▶ [STATED PROBLEM]
Print the listing below exactly.

+---+

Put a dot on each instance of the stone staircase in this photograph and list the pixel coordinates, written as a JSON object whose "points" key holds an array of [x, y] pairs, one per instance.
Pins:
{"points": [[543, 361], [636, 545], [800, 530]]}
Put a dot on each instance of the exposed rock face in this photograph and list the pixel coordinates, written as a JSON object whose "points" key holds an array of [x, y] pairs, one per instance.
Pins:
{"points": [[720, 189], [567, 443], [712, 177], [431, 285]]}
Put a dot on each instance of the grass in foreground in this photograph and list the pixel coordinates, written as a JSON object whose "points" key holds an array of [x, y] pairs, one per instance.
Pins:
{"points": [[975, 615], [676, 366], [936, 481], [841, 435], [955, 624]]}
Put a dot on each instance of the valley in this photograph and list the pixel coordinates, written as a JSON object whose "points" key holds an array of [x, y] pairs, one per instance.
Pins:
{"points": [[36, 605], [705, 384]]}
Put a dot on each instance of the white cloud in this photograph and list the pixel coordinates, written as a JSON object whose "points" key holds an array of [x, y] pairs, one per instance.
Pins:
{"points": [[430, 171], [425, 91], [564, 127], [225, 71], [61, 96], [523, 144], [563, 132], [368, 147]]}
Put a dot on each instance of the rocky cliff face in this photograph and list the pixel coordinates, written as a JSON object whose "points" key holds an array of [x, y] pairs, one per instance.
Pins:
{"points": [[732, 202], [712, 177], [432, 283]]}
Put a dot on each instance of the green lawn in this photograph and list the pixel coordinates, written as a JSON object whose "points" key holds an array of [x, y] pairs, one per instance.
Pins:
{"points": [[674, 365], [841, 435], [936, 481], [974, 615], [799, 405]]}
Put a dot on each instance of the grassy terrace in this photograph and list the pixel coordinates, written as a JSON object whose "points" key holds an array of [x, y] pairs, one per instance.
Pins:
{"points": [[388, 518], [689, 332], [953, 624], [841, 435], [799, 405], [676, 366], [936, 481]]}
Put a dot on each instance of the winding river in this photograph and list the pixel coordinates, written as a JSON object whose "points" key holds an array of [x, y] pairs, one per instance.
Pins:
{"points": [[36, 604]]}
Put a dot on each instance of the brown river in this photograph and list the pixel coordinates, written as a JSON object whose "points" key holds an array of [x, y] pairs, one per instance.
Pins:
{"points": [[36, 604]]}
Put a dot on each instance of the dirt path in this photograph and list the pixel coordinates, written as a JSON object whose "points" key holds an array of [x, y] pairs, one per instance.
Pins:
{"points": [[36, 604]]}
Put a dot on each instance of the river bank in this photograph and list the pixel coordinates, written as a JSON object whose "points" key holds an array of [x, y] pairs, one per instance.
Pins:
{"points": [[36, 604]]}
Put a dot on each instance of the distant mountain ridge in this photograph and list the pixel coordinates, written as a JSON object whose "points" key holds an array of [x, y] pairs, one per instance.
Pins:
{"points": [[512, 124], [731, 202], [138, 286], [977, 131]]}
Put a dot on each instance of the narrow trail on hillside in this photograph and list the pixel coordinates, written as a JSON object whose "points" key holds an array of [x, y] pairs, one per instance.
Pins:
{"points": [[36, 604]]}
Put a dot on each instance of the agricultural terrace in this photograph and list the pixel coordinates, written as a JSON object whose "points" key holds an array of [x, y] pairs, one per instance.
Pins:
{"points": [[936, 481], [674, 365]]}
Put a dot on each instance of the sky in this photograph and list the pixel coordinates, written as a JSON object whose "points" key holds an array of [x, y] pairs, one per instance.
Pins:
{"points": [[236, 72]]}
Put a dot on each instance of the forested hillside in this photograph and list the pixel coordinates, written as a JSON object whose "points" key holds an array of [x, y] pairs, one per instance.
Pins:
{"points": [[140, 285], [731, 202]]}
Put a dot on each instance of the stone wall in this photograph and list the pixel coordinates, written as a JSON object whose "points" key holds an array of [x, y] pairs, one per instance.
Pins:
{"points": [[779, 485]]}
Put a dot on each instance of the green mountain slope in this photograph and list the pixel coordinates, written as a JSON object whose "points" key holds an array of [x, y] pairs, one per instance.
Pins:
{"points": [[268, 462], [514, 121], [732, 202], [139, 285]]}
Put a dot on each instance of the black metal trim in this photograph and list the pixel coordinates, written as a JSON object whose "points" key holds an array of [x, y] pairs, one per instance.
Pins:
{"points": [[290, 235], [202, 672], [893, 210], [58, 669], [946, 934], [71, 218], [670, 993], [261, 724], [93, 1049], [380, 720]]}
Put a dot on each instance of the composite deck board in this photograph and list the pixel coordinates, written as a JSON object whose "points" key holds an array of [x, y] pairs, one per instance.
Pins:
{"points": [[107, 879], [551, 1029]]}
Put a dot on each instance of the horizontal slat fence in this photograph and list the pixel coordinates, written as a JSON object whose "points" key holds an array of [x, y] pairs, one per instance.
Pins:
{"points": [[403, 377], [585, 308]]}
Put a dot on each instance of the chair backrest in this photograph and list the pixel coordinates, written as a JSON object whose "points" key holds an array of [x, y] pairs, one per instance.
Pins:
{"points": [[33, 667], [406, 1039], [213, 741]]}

+---+

▶ [RESPONSE BELOW]
Put a dot on each instance of the stone staircase in this photograph and list the pixel coordinates, written as a JSON object whose "points" key holds an array of [x, y] pairs, one per instance.
Pins:
{"points": [[543, 361], [636, 545], [800, 530]]}
Put a dot on each instance of the exposed rock face in this photograph and list the pixel coordinates, written as a JSON object whose "points" key holds an array of [x, y] pairs, one per instance.
Pins:
{"points": [[720, 189], [567, 443], [712, 177], [431, 285]]}
Put a dot on each instance of the grass in foreground in this photograph and list the pixel coordinates, written as a JSON object whose "points" key holds an array of [x, y] pairs, one per instance.
Pins:
{"points": [[975, 615], [676, 366], [936, 481], [841, 435], [955, 624]]}
Put a dot on each instance of the valley in this photograph and list the pixel coordinates, written as a JSON object whose "points" key holds an array of [x, y] pairs, one per instance.
Pins:
{"points": [[36, 605], [705, 384]]}
Put a dot on each instance of the white cloud in this photograph and list the pixel coordinates, written as a JSON object whose "points" key holds an array of [x, y] pairs, one per instance.
Pins:
{"points": [[430, 171], [425, 91], [564, 127], [225, 71], [61, 96], [523, 144], [563, 132], [368, 147]]}
Put a dot on each instance of the rocky cliff face in this photograph and list the pixel coordinates, written as a JSON object whose "points" key holds an array of [x, y] pairs, one per instance.
Pins:
{"points": [[732, 202], [712, 177], [432, 283]]}
Put a dot on each instance of the green lawn in this photograph and list the pixel coordinates, written as a JSON object whose "points" key holds an array of [x, y] pairs, one per instance.
Pins:
{"points": [[674, 365], [841, 435], [936, 481], [974, 615], [799, 405]]}
Put a dot on each instance of the grassy terrace in this photograph and list the pixel coordinates, written as a JSON object whose "points" key holds an array of [x, y] pairs, one per instance.
Pins:
{"points": [[388, 518], [689, 332], [953, 624], [841, 435], [799, 405], [676, 366], [936, 481]]}
Put a dot on each instance of the winding river in this photograph and list the pixel coordinates, written as a JSON object whose "points" key holds an array of [x, y] pairs, one per instance.
Pins:
{"points": [[36, 604]]}
Put a dot on each instance of the brown river in this photograph and list the pixel coordinates, written as a JSON object whose "points" key holds an array of [x, y] pairs, one per instance.
Pins:
{"points": [[36, 604]]}
Put a dot on each instance of the dirt path in this photograph and list the pixel coordinates, written as a JSON object whose "points" key holds an array of [x, y] pairs, one per instance.
Pins:
{"points": [[36, 604]]}
Put a dot on each instance of the river bank in this photograph and list the pixel coordinates, written as a JSON object whose "points" key holds an array of [x, y] pairs, one per instance.
Pins:
{"points": [[36, 604]]}
Put a dot on each instance of the distant mountain ridge in this photograph and list the pixel coordinates, written as a JSON object whose "points" key holds an array of [x, y] pairs, one per instance.
Pins:
{"points": [[512, 124], [731, 202], [138, 286], [977, 131]]}
Put a dot on each instance of the narrow trail on hillside in this photograph and list the pixel coordinates, written as a JSON object whose "points" key holds an array of [x, y] pairs, one per instance.
Pins:
{"points": [[36, 604]]}
Put a dot on each instance of the agricultural terrace in this photograph and list the pixel coordinates, written as a JSON object whose "points" key holds an array of [x, y] pairs, one per instance.
Pins:
{"points": [[936, 481], [674, 365]]}
Put a dot on each instance of the sky in this photograph and list the pixel coordinates, written as a JSON object whose "points" key holds an array of [x, y] pairs, one per instance.
Pins:
{"points": [[236, 72]]}
Put a dot on each instance of the forested hillside in this photograph and list the pixel coordinates, written as a JSON object whose "points" key holds an array of [x, y] pairs, one per instance.
Pins:
{"points": [[140, 285], [731, 202]]}
Put a dot on each instance of the stone wall in this photograph and list the pixel coordinates, written as a JSON object whose "points" key holds an array of [x, y] pairs, one per instance.
Pins:
{"points": [[779, 485]]}
Put a dot on each instance of the green mountain slope in this photograph and list the pixel coordinates, written as a JSON object whose "points" key holds an array of [x, y] pairs, one per instance.
Pins:
{"points": [[268, 462], [514, 121], [732, 202], [139, 285]]}
Put a dot on each instance of the black metal trim in this photograph and list the pixel coordinates, written as a JSON object whose "points" key holds an array of [x, y] pairs, one per instance.
Pins:
{"points": [[290, 235], [202, 672], [893, 210], [58, 669], [946, 934], [71, 218], [670, 993], [261, 724], [93, 1049], [380, 720]]}
Put a dot on each instance of the composite deck board in this photograph and list the pixel coordinates, written as a JSON object whose "points" key holds an array of [x, y] pairs, one per instance.
Pins:
{"points": [[107, 879], [551, 1029]]}
Put a dot on each instance of the horizontal slat fence in this photograph and list the pixel coordinates, written as a JSON object whose "points" key holds an array of [x, y] pairs, one per instance.
Pins:
{"points": [[403, 377], [585, 308]]}
Put a dot on each instance of the chair backrest in this photograph and list the pixel coordinates, written as a JSON object whose "points" key holds an array of [x, y] pairs, one per instance.
Pins:
{"points": [[33, 667], [406, 1039], [213, 741]]}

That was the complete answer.